● **WHAT IS BEING ASKED**
Look in the data below for the line that contains "Could you point to the town". Copy that line and the remaining lines exactly.

● **STORED ROWS**
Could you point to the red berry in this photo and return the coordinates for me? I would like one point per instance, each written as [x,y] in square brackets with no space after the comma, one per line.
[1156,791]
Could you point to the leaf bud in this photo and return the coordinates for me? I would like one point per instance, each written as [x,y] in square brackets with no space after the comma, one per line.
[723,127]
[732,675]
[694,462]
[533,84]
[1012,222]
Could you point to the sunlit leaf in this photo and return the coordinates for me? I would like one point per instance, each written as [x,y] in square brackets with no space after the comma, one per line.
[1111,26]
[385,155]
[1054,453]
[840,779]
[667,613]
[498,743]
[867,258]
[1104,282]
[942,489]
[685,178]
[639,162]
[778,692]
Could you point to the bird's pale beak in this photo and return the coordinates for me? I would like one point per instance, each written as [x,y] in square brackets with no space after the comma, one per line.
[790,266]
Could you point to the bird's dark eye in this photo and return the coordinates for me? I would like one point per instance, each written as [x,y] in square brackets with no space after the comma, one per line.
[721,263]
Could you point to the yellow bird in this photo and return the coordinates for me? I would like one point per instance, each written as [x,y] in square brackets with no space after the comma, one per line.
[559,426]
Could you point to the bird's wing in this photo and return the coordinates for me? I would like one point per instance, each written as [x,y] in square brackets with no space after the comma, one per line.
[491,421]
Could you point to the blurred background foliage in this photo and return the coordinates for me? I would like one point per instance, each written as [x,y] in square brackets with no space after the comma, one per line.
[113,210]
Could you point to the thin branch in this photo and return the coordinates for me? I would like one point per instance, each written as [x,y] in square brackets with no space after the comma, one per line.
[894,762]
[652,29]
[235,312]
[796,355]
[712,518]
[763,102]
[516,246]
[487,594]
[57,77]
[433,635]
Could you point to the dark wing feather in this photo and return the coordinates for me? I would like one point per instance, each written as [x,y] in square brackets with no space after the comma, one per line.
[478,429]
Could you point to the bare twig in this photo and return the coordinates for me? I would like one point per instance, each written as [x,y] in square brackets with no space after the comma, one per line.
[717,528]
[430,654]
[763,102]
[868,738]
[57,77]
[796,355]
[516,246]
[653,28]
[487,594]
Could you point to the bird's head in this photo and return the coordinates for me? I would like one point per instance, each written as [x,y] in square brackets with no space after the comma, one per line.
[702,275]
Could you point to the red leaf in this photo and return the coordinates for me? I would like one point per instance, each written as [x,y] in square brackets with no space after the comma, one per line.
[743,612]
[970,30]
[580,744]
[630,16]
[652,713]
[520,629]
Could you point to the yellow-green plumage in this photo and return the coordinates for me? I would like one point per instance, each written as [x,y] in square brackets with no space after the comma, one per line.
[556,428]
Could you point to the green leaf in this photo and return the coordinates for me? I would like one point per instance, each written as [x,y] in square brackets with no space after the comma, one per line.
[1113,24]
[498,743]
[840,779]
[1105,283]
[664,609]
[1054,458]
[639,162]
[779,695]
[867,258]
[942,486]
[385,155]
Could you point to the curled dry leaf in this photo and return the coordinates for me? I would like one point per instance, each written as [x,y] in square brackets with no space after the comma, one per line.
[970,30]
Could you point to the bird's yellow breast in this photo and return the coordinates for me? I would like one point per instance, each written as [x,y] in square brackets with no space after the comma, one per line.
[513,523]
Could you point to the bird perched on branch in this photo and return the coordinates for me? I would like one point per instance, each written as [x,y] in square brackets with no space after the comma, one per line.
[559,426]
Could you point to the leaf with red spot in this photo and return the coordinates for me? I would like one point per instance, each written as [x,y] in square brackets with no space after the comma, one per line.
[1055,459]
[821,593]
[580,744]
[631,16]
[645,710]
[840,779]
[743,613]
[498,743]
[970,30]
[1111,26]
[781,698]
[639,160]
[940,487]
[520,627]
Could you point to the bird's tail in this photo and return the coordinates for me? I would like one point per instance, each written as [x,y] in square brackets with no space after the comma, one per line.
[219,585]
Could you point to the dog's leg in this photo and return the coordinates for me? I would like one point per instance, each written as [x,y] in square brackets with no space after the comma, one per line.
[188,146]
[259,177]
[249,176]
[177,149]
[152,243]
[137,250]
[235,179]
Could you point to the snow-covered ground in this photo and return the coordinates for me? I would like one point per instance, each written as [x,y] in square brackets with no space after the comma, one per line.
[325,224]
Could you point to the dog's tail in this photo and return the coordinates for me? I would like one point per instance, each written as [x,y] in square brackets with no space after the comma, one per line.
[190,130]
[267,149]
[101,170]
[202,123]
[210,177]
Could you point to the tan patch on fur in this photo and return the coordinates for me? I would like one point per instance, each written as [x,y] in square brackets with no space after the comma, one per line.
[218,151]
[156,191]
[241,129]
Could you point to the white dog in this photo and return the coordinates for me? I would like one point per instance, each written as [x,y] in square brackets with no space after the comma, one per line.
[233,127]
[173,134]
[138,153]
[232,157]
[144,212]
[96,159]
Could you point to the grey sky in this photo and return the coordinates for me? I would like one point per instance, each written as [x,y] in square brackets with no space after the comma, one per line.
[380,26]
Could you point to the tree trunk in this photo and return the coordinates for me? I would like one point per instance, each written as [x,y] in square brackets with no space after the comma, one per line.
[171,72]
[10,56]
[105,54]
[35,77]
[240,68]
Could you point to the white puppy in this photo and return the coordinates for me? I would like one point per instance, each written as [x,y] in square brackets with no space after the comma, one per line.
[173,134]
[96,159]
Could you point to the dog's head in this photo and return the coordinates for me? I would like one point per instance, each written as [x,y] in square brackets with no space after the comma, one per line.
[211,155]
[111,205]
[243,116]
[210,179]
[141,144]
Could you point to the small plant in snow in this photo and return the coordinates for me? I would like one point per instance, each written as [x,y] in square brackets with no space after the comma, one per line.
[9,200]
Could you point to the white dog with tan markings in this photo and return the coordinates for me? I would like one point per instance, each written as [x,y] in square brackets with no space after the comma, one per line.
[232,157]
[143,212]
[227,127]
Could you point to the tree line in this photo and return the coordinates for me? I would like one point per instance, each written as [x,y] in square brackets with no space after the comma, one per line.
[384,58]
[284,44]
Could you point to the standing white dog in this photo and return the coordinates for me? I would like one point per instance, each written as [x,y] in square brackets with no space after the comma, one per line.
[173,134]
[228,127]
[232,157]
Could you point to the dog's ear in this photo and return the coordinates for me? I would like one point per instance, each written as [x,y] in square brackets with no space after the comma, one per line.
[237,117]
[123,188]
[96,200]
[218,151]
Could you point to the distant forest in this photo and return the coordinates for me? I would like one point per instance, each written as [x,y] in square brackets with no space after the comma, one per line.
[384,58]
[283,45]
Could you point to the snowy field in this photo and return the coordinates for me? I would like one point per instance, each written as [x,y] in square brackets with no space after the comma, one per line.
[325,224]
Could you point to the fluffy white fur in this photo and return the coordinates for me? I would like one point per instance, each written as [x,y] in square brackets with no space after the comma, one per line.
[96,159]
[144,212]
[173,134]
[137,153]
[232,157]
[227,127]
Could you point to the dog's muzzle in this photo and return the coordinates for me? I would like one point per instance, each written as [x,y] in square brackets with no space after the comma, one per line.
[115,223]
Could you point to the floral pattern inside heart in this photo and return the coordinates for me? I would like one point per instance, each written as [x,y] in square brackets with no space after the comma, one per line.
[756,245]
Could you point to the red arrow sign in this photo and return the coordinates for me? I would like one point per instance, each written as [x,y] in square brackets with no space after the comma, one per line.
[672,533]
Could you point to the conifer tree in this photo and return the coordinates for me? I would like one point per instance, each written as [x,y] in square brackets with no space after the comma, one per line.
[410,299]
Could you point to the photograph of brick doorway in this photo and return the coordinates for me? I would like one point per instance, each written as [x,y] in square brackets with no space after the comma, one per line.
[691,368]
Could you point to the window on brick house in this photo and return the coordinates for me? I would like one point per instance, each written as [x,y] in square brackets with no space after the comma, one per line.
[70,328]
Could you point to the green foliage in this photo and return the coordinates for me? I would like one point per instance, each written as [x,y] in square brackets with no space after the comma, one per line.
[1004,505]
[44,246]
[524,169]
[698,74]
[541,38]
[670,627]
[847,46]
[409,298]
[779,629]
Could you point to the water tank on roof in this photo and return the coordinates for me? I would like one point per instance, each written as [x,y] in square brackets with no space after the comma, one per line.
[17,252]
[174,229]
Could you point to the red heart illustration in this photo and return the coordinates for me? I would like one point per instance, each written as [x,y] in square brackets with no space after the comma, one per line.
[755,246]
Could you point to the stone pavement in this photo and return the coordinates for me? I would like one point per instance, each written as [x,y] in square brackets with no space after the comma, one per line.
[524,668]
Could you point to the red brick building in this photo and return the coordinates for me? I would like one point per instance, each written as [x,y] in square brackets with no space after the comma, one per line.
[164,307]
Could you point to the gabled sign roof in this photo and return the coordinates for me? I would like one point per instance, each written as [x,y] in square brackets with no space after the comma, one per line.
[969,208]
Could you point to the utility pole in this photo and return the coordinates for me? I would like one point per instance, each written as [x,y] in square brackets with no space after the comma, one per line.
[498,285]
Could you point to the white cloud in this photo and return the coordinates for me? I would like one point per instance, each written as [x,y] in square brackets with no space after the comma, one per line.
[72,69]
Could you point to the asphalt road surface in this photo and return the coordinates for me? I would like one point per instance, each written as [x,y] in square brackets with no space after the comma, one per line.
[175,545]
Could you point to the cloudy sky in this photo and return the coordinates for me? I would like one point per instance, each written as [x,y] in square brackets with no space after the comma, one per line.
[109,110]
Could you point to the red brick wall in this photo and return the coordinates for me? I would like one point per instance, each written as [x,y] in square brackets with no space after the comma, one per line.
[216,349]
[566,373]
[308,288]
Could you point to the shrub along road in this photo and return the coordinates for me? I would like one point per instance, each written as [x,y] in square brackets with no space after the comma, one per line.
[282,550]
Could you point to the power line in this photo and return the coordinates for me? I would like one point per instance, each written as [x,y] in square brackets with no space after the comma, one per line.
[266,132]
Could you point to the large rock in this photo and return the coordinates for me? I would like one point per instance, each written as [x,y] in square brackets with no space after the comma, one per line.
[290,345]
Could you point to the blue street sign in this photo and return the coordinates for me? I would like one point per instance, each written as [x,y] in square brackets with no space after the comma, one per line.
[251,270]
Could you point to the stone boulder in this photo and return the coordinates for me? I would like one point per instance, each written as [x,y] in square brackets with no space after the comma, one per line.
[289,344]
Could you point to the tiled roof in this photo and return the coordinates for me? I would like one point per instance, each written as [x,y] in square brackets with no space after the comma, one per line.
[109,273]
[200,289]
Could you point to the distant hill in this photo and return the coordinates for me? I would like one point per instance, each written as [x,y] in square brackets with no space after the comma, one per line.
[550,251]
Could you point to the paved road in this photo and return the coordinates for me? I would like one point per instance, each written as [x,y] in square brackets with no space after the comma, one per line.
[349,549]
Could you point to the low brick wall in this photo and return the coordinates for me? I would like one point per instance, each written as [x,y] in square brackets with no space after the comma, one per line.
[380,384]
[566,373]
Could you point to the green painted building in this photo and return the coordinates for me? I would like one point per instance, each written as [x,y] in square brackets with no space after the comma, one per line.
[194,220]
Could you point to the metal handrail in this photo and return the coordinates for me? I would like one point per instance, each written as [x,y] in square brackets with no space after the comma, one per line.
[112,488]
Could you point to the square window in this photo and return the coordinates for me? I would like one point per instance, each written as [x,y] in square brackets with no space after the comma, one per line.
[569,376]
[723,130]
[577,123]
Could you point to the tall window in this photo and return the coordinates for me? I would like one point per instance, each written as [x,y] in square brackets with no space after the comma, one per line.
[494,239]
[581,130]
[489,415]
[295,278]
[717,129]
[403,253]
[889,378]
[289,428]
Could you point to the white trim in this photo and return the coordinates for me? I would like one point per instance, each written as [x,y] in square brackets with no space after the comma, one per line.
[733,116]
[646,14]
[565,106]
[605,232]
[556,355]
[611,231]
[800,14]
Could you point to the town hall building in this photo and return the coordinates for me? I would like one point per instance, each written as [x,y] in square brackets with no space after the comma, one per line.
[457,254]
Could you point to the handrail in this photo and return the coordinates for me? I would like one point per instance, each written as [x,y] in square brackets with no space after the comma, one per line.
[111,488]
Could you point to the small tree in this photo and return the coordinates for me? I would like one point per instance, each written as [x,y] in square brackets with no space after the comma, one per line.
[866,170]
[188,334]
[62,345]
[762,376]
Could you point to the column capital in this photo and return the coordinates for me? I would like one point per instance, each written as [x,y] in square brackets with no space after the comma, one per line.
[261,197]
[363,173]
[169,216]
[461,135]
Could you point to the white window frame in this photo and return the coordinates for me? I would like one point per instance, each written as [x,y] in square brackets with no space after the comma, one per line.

● **FINAL ANSWER**
Could you point to the town hall building in this photo and return the coordinates for me? I would like one point per instance, each written as [x,y] in square brackets with no space after the comma, one per line.
[457,254]
Could you point to the handrail in this photo and return the coordinates for me? I would like one point per instance, each written as [x,y] in square brackets with no space after the comma, one per line.
[111,488]
Could you point to the small tree in this photo and return the coordinates for me? I would like one point per instance, each written as [x,y] in square brackets with no space after the comma, one per line.
[866,170]
[188,334]
[62,345]
[762,376]
Could you point to the column capital in this photo and return the coordinates for me? I would like one point per instance, each written as [x,y] in square brackets with no space after the comma, one per line.
[261,197]
[363,173]
[169,216]
[461,135]
Could you point to the white window frame in this photo and return the coordinates for me? I would like one point per instance, each written as [x,y] in square brackets with no space after the comma, one per line.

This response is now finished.